Records from a dataset
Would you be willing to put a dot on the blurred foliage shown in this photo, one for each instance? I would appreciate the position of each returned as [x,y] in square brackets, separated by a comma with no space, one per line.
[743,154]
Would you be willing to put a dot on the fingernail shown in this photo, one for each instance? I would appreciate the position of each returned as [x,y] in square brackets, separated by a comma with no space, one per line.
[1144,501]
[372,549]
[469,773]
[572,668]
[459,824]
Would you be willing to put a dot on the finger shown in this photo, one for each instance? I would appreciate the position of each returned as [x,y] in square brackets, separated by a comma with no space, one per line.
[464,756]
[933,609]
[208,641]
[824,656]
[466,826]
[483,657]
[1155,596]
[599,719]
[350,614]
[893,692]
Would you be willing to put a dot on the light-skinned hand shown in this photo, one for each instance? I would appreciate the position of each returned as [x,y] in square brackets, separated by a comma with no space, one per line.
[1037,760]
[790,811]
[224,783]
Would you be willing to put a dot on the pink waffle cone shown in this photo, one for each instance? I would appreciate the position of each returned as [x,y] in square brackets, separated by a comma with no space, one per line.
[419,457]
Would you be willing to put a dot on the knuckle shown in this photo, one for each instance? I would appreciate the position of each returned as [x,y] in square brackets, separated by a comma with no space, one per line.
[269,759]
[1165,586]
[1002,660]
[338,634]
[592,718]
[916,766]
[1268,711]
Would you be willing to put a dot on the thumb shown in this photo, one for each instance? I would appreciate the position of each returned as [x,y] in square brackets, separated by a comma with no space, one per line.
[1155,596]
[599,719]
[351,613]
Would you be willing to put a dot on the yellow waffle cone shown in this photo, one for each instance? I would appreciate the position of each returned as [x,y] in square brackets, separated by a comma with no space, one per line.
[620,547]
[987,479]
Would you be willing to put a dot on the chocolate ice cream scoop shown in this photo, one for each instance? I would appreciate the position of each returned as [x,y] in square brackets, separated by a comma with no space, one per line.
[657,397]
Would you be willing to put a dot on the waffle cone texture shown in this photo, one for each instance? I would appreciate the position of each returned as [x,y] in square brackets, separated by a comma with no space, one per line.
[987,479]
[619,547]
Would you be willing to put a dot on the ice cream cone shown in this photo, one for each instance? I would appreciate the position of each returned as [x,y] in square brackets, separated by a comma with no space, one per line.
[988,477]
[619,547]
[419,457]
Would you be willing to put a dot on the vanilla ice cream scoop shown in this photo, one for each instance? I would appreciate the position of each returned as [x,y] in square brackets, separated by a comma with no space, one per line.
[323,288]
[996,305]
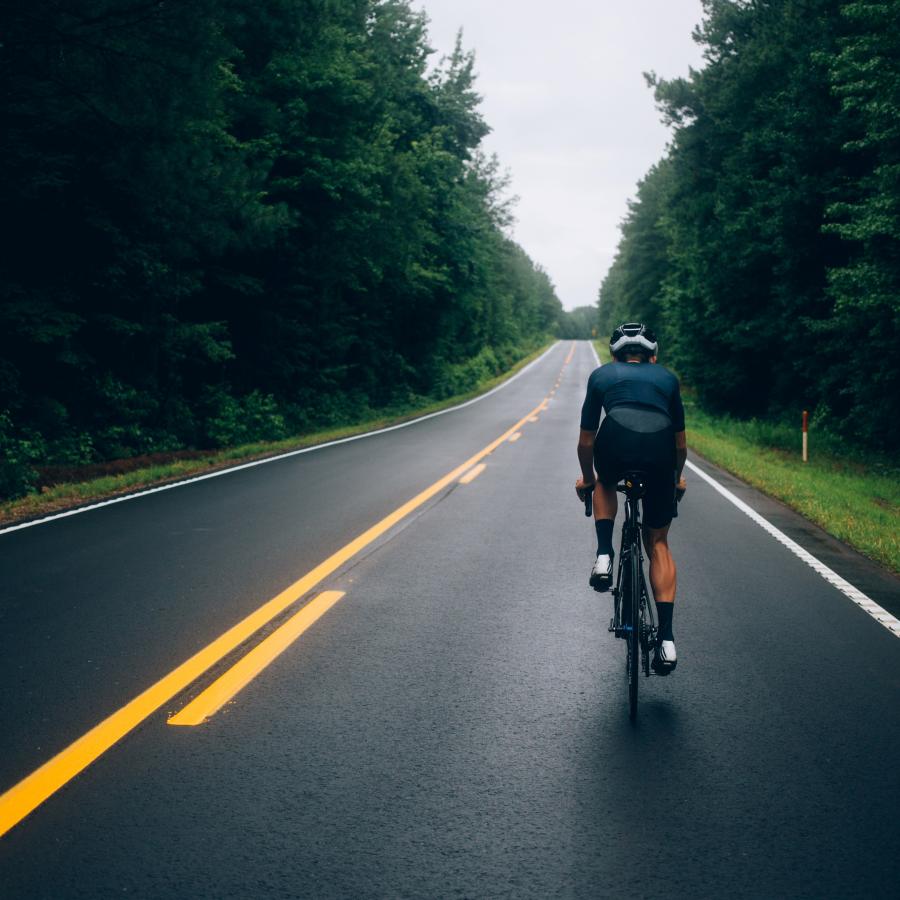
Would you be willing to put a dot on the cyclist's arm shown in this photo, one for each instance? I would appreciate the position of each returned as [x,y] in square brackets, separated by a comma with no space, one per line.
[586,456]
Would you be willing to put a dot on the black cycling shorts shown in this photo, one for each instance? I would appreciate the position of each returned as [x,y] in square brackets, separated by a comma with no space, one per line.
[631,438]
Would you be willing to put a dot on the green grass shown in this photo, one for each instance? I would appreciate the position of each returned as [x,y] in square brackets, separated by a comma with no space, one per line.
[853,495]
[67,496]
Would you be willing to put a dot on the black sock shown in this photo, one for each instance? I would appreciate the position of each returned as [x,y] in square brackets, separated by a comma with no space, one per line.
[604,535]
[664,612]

- _Problem requirements_
Reproduce exactly, with nothing added, the lines from the line with "Would you be willing to put a dot on the vanilla" through the end of the entries above; pictures are to be left out.

- _Answer section_
Would you be willing to put a dot on the vanilla ice cream scoop shown in this photo, one for each instance? I would appreciate the position of each returned as [x,y] in square brackets, separated by a comma with no space, one per line.
[323,288]
[996,305]
Would you be willing to put a dot on the cyclist's arm shown in this photo, one for each instance? I would appreciate the position of each returned as [x,y] in square brackets, separated by a comma with no space, one per line.
[586,456]
Would you be willing to put a dot on the black cycling shorts shown in this photo, one for each instance? I would appreciate the position of each returned as [x,y] in square brackets, separated by a comma with no space, one per line.
[631,438]
Would you be willing to put a dot on the green grass shown in this photo, one for each instance? I would appreciate the position of each returned as [x,y] in square brackets, separated by a comma with no space, one per line.
[853,495]
[67,496]
Would you be willing to put a dot on the black sock shown in this photo, one for each instance? I would appreciate the position of each returned as [x,y] in square brackets, separated by a comma with no space, one per line.
[604,535]
[664,612]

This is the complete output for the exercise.